▶ _Stated goal_: Reproduce each of the lines below word for word, changing nothing.

** BEGIN **

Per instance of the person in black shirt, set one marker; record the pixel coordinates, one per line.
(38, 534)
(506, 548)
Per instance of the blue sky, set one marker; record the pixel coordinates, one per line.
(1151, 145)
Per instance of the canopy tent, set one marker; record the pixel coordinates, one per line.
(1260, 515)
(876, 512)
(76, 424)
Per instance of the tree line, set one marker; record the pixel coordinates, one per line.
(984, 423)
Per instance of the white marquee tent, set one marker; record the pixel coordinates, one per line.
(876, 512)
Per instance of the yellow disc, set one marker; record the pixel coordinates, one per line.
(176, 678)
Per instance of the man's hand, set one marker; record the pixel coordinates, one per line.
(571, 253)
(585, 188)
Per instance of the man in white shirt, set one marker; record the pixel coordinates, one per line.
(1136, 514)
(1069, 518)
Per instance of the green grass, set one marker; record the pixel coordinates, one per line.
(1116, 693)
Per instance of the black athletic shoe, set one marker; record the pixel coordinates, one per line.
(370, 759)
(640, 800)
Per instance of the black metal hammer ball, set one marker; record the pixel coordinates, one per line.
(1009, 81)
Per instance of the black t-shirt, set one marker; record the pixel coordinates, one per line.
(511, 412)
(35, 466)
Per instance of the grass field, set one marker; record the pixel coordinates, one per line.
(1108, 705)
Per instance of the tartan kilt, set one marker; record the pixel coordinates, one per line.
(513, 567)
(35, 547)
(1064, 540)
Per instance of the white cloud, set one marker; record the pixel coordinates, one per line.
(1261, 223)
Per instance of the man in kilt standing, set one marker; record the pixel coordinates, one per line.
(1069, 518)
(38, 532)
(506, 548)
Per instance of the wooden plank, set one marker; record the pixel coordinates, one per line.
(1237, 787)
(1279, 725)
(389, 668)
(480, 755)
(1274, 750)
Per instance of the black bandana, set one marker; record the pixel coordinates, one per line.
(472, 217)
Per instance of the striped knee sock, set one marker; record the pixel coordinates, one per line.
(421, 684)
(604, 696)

** END **

▶ _The solution_:
Per instance of the person in black shirt, set one marker; record the pixel coordinates, one per line.
(38, 534)
(506, 548)
Per instance of the blue sky, set one marker; record the pixel coordinates, one per line.
(1151, 145)
Per instance of the canopy tent, set one marker; record the pixel coordinates, one per line.
(1260, 515)
(876, 512)
(76, 424)
Per instance of the tree line, set one marker; record the pixel coordinates, one per line.
(984, 423)
Per instance of the white marquee tent, set one marker; record the pixel coordinates, one per line.
(876, 512)
Per instance of the yellow disc, set one marker; record the pixel coordinates, one per line.
(176, 678)
Per instance of the man's hand, set one marker; record the pixel coordinates, one per line.
(571, 253)
(585, 188)
Per instance of the man in white shirt, set one marker; record the pixel coordinates, one per line.
(1136, 514)
(1069, 518)
Per instance of the green grass, set one marker; record the pixel coordinates, one per line.
(1116, 693)
Per instance of the black athletic shoe, set one marker; record the pixel coordinates, one per line.
(370, 759)
(640, 800)
Per instance of the black metal hammer ball, set one marker; record the pixel coordinates, one per line.
(1009, 81)
Per instance of the black t-shirt, set one marker; record the pixel coordinates, one per line.
(511, 412)
(35, 466)
Per instance of the grass field, set one marker; record the pixel coordinates, one per line.
(1108, 705)
Per instance of the tartan kilt, set one marker; record the pixel coordinates, one per line.
(513, 567)
(35, 547)
(1064, 540)
Per instance of the white cloud, set one marker; record the pixel coordinates, one per line.
(1261, 223)
Per instance of the man in kilt standing, set one marker; record the pixel coordinates, one per line.
(1069, 518)
(38, 532)
(506, 548)
Per instance of the wooden plank, set one marker; record the pixel coordinates, one per line.
(1237, 787)
(1279, 725)
(389, 668)
(480, 755)
(1274, 750)
Per instance of the black bandana, set one marker; record the pixel coordinates, one per line.
(472, 217)
Per instance of the striped knee sock, set one marker; record the pixel coordinates, one per line.
(421, 684)
(604, 696)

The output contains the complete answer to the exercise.